Brief 1: Copy out the portion of the conservation priorities passage from "Clearly, these questions" to "influence conservation priorities.", keeping every word and mark unchanged.
Brief 2:
Answer these questions using the conservation priorities passage:
(a) Besides scientific information, what factors does the passage name as influencing conservation priorities?
(b) When is preserving an assemblage of plants and animals comparatively more important?
(c) Given a choice between a species with many close relatives and one with few, which should be saved?

Document passage:

Priorities in Conservation
Given that some species and genes are sure to be lost and some natural habitats converted to other land uses in the coming decades, how should scarce human and financial resources be spent to minimize biotic impoverishment and maximize biodiversity’s contribution to human well-being? How can the most useful components of biodiversity be saved for current or future use? And how can such ethical considerations as our responsibility to other species and to future generations be incorporated into conservation priorities?
Clearly, these questions cannot be answered with scientific information on the nature, distribution, and status of biodiversity alone. Such factors as awareness of the problem and its solutions, perceived trade-offs with other basic human needs, and local political considerations will all influence conservation priorities.
Distinctiveness: Numbers Aren’t Everything.
To conserve the widest variety of the world’s life forms and the complexes in which they occur, the more distinctive elements of this diversity should receive high priority. For example, preserving an assemblage of plants and animals is comparatively more important if those species are found nowhere else or are not included in protected areas. Similarly, if the choice is between conserving a species with many close relatives or a species with few, the more distinctive species should be saved.

[Stored entries]
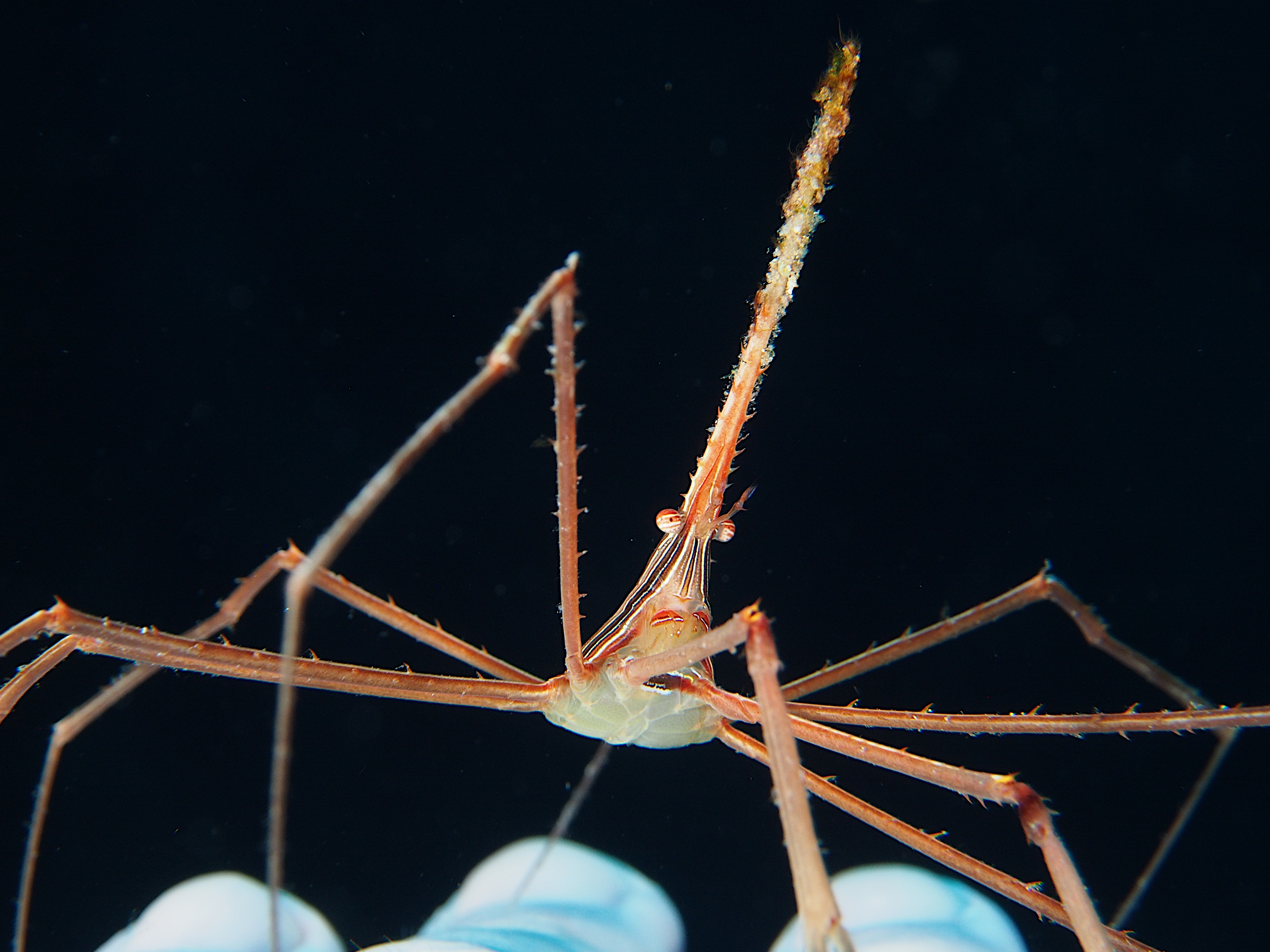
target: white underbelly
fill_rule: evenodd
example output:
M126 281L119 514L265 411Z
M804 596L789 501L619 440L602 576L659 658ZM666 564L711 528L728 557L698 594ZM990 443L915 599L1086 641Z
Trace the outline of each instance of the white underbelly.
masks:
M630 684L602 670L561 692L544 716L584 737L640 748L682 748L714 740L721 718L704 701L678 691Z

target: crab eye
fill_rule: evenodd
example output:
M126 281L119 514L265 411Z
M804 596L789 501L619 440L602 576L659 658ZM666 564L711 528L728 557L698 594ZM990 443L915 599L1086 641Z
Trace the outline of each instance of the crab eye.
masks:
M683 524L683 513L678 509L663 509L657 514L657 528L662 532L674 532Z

Reply 1:
Clearly, these questions cannot be answered with scientific information on the nature, distribution, and status of biodiversity alone. Such factors as awareness of the problem and its solutions, perceived trade-offs with other basic human needs, and local political considerations will all influence conservation priorities.

Reply 2:
(a) Awareness of the problem and its solutions, perceived trade-offs with other basic human needs, and local political considerations.
(b) When those species are found nowhere else or are not included in protected areas.
(c) The species with few close relatives, as the more distinctive one.